> Task to carry out:
Repeat exactly, and only, the lines of the entries below from the one with "Task: place a pin on each instance of the empty" through the one with "Task: place a pin on each instance of the white road", both ends included.

+ + + + + + +

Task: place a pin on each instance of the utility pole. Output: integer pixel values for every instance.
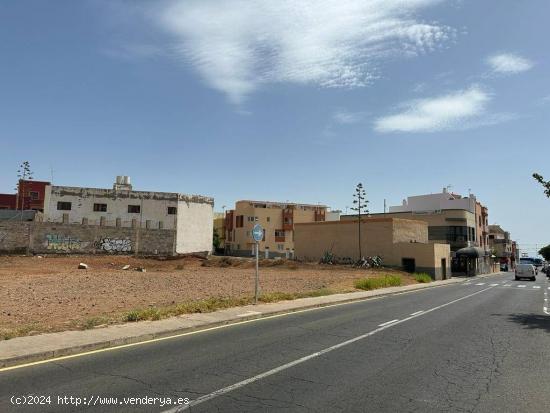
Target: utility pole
(360, 201)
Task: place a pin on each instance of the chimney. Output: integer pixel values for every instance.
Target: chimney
(122, 183)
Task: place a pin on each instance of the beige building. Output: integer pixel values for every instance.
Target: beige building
(460, 221)
(401, 243)
(278, 220)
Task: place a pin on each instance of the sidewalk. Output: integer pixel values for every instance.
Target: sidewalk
(22, 350)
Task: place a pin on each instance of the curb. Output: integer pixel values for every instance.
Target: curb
(73, 351)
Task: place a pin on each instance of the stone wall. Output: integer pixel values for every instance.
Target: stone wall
(55, 238)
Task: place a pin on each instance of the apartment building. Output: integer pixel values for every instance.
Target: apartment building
(277, 219)
(453, 219)
(402, 243)
(501, 245)
(191, 216)
(30, 196)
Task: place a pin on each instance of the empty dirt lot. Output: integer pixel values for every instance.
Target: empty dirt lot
(50, 294)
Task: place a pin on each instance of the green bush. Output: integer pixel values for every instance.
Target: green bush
(422, 277)
(378, 282)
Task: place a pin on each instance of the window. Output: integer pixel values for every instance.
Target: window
(100, 207)
(63, 206)
(239, 220)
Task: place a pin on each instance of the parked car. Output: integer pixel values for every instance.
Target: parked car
(526, 271)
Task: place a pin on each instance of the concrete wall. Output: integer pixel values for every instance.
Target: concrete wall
(153, 206)
(434, 202)
(427, 258)
(391, 239)
(195, 226)
(55, 238)
(378, 236)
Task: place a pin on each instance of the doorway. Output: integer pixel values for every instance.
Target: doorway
(409, 264)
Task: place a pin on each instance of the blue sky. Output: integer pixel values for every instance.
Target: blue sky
(284, 100)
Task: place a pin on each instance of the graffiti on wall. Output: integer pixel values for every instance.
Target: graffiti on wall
(115, 244)
(64, 243)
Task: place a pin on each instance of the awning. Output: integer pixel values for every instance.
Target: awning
(471, 252)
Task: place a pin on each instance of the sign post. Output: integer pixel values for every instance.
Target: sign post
(258, 235)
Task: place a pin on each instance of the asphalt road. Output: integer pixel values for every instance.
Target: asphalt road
(478, 346)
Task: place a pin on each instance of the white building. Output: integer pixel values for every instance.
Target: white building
(436, 202)
(191, 216)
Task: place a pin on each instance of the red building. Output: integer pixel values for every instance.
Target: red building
(30, 195)
(8, 201)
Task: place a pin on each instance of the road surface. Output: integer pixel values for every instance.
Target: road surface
(478, 346)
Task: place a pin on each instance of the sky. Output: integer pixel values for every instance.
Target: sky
(284, 101)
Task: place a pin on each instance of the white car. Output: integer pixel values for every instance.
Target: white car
(526, 271)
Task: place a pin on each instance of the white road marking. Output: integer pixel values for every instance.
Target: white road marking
(286, 366)
(387, 323)
(248, 313)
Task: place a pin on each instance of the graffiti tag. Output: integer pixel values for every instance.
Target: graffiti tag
(58, 242)
(115, 244)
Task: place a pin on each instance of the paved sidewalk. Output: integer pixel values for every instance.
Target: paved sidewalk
(22, 350)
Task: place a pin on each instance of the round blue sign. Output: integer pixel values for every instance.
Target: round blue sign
(257, 233)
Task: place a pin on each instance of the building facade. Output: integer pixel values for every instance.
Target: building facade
(30, 196)
(277, 219)
(452, 219)
(401, 243)
(191, 216)
(501, 245)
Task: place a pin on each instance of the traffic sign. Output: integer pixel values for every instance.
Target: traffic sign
(257, 233)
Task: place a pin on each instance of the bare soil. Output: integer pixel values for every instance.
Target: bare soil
(44, 294)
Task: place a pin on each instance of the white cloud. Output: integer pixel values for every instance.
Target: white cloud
(509, 63)
(239, 45)
(347, 118)
(451, 111)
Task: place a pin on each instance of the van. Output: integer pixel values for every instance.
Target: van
(525, 271)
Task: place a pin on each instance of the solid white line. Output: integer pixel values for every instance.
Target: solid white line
(286, 366)
(387, 322)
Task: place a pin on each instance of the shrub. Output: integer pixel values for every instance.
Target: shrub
(378, 282)
(422, 277)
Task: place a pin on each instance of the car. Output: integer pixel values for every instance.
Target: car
(526, 271)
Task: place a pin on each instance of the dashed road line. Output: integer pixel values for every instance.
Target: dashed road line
(243, 383)
(387, 323)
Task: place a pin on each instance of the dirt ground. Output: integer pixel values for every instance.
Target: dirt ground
(50, 294)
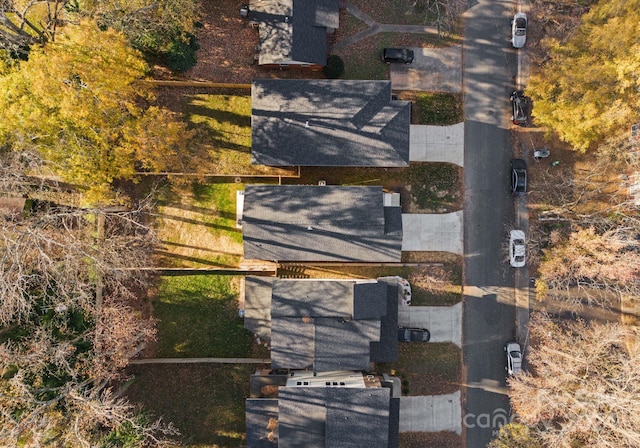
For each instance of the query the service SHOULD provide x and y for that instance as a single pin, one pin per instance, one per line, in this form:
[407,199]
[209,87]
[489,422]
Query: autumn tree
[582,386]
[24,23]
[80,104]
[588,88]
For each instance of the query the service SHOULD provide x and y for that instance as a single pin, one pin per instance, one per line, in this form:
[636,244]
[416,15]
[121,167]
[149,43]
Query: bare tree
[64,346]
[22,23]
[583,384]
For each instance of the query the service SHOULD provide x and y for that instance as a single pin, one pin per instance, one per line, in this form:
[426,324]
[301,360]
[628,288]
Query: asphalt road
[489,65]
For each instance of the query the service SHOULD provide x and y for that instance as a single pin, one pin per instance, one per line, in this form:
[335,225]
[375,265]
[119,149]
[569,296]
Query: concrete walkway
[431,413]
[432,232]
[444,322]
[437,143]
[203,360]
[375,28]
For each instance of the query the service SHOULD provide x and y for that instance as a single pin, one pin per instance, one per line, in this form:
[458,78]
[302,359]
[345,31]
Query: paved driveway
[433,69]
[437,143]
[432,232]
[444,322]
[431,413]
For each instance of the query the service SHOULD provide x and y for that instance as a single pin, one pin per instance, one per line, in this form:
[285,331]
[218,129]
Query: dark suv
[519,107]
[518,177]
[403,55]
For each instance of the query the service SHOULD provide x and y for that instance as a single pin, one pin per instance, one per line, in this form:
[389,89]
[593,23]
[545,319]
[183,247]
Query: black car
[518,177]
[519,107]
[403,55]
[413,334]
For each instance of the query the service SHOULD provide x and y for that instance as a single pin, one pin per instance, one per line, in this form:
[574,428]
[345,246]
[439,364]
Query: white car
[514,358]
[519,30]
[517,248]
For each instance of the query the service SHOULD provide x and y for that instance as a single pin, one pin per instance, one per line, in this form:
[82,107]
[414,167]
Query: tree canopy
[588,89]
[79,102]
[583,385]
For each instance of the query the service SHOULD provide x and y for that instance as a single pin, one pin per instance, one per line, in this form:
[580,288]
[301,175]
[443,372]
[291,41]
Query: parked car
[518,177]
[413,334]
[519,108]
[403,55]
[514,358]
[517,248]
[519,30]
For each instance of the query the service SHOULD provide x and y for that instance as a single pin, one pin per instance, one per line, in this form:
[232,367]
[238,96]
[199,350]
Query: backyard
[196,222]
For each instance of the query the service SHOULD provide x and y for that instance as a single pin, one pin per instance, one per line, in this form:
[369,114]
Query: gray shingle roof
[294,30]
[334,417]
[357,419]
[328,123]
[320,223]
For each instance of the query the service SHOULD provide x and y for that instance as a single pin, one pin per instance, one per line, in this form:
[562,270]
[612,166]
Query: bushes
[181,54]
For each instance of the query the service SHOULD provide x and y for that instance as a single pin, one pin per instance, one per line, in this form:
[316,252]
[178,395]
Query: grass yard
[434,108]
[426,368]
[204,401]
[400,12]
[198,317]
[197,226]
[222,123]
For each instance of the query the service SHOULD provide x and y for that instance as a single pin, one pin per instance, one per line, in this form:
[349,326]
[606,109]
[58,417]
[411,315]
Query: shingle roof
[335,325]
[257,315]
[334,417]
[320,223]
[258,413]
[295,30]
[328,123]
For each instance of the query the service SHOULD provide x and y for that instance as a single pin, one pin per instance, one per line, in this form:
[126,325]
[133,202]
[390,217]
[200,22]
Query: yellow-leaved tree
[588,89]
[79,102]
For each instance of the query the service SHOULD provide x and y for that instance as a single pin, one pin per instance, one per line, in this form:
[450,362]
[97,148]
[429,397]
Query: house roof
[294,30]
[328,123]
[320,223]
[326,325]
[310,417]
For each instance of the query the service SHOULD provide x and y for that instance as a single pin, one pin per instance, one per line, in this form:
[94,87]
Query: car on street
[519,108]
[514,358]
[517,248]
[519,30]
[413,334]
[403,55]
[518,177]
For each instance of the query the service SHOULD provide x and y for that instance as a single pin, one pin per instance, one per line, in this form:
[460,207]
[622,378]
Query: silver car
[514,358]
[519,30]
[517,248]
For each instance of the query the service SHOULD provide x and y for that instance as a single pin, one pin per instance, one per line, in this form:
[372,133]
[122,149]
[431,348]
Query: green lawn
[438,108]
[198,317]
[204,401]
[426,368]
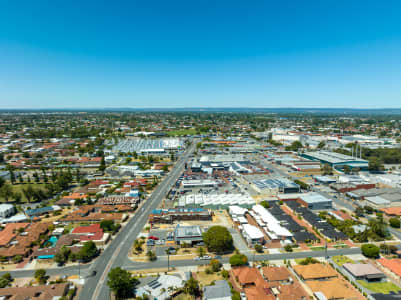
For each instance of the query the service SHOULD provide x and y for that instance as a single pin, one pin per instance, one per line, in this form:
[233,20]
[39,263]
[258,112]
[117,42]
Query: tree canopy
[121,282]
[218,239]
[370,250]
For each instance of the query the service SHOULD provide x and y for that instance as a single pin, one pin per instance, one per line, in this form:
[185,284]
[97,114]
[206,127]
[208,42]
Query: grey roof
[334,157]
[362,269]
[220,289]
[187,231]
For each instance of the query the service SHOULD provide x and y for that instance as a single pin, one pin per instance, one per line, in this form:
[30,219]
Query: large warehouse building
[337,160]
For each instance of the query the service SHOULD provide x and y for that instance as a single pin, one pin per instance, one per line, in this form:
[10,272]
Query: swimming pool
[53,240]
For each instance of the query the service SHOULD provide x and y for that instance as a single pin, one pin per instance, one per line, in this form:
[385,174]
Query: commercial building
[252,234]
[271,225]
[337,160]
[315,201]
[146,145]
[215,201]
[367,272]
[169,216]
[159,288]
[199,183]
[273,186]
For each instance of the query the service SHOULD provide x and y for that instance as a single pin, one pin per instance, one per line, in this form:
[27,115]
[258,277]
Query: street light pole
[168,260]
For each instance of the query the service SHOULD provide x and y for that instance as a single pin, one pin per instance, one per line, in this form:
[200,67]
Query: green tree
[17,259]
[258,248]
[326,169]
[151,255]
[238,260]
[102,166]
[12,175]
[61,257]
[201,251]
[121,282]
[370,250]
[6,191]
[218,239]
[347,169]
[395,222]
[40,276]
[5,280]
[375,164]
[215,265]
[288,248]
[88,251]
[191,287]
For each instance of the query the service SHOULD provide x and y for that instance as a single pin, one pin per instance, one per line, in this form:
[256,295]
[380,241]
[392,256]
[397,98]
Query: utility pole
[168,260]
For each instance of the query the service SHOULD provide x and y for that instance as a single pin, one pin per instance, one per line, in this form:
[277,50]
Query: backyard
[341,259]
[380,287]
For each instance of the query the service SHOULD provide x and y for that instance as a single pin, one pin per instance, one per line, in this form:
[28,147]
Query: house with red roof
[93,233]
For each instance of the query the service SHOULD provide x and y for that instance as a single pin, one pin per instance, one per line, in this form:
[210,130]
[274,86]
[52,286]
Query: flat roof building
[315,201]
[188,234]
[364,271]
[337,160]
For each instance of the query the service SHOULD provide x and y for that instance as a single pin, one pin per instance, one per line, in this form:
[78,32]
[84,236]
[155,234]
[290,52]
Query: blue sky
[89,54]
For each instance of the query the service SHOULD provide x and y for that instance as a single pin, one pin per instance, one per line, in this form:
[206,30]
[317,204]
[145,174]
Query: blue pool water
[53,241]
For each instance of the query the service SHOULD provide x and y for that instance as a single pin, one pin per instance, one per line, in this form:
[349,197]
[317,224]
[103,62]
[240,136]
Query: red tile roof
[93,228]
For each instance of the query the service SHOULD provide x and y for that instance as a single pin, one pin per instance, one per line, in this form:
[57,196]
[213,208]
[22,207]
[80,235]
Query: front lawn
[317,248]
[380,287]
[341,259]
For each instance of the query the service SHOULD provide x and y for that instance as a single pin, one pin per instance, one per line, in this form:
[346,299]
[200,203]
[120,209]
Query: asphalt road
[162,262]
[116,253]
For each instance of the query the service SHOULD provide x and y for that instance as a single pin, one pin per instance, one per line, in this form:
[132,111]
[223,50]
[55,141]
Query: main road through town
[116,253]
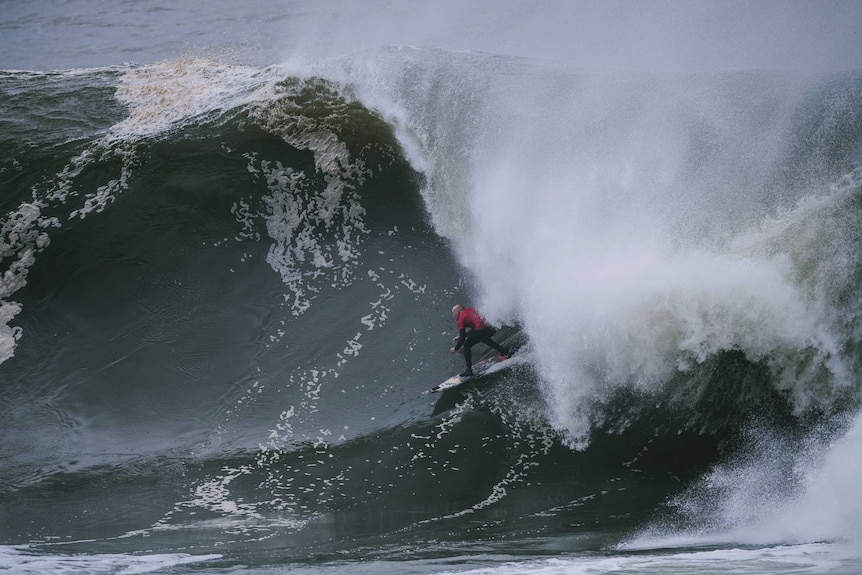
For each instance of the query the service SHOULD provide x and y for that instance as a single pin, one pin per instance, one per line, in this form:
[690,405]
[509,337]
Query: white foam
[24,561]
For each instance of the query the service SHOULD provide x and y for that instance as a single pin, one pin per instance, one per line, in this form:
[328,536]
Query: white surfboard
[487,366]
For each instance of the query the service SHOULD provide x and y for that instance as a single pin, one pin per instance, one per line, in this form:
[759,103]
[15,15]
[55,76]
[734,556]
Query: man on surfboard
[480,331]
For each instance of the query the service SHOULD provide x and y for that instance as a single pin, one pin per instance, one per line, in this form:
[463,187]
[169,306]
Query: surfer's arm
[462,333]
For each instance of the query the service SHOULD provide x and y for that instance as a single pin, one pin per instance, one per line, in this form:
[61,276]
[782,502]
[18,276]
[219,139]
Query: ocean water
[231,235]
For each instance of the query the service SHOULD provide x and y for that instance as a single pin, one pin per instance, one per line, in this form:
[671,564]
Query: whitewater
[231,235]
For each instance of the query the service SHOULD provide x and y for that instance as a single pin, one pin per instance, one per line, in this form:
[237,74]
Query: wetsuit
[479,332]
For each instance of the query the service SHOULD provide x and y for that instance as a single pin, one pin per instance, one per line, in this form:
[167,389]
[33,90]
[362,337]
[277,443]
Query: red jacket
[471,318]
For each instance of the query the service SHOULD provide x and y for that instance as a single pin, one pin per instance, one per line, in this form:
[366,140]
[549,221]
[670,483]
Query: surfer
[480,332]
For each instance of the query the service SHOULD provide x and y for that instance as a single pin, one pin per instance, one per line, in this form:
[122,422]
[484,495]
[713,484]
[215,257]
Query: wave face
[225,287]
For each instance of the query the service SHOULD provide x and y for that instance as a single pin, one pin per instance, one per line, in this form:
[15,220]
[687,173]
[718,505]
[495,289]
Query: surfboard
[492,364]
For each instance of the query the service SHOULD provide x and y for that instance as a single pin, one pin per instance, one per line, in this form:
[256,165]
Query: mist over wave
[225,287]
[639,225]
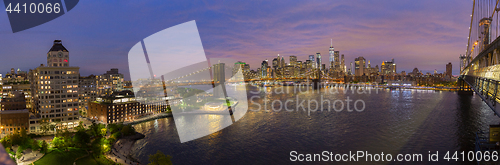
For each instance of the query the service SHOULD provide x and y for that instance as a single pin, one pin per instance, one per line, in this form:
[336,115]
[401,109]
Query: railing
[4,157]
[486,88]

+ + + + + + +

> Response area:
Task: place a pin on each instance of the empty dirt lot. Output: integer pixel values for every instance.
Target: empty dirt lot
(50, 294)
Task: place a pin on each instance of the green bush. Output: integer pixel values for every instance.
Target: green bush
(422, 277)
(378, 282)
Task: place a pin on each instance of the window. Output: integer pixel values for every instance.
Target: window
(100, 207)
(63, 206)
(239, 220)
Task: place a pin on each instance of the parked car. Output: integer pixel values for every instance.
Target: parked car
(526, 271)
Task: place a pin on each instance of the concrete wall. Output: integer pixel values for every instance.
Target: concrete wall
(153, 206)
(434, 202)
(427, 258)
(391, 239)
(195, 226)
(55, 238)
(378, 236)
Task: place a pin on each instance of the doorway. Output: integer pixel values for every instance.
Target: doorway
(409, 264)
Task: place a pin on each instance of the blue sky. Output: integer pixel values for every instance.
Target: blue sky
(284, 100)
Task: place a pin on each instance of the graffiti on wall. Output: integer pixel values for every instance.
Target: graffiti on wall
(115, 244)
(64, 243)
Task: place a pin on each instance of the awning. Output: integer pixel values for every instance.
Target: awning
(471, 252)
Task: place a pin on each instance of the sign post. Output: integer pixel values for every instance.
Target: sign post
(258, 235)
Task: place a pin on each instance of the asphalt road. Output: integer pixel values for every instance.
Target: asphalt road
(478, 346)
Task: place a pin on each instance of the white building. Output: integer pixel values for every instance.
Target: white building
(436, 202)
(191, 216)
Task: place a pin on each instance of the red building. Output: integer pixel values for every instance.
Target: red building
(30, 195)
(8, 201)
Task: place a pin on each instance of the road surface. Output: integer pixel values for every instance.
Target: road surface
(478, 346)
Task: place a pin on each instance of the sky. Output: integer pixel values for every instance.
Target: sky
(284, 101)
Task: place a pin on each instance of the white car. Output: integer pixel values for every instance.
Target: white car
(526, 271)
Task: place a pin on each instance of the white road marking. Output: integer pixel values for every instance.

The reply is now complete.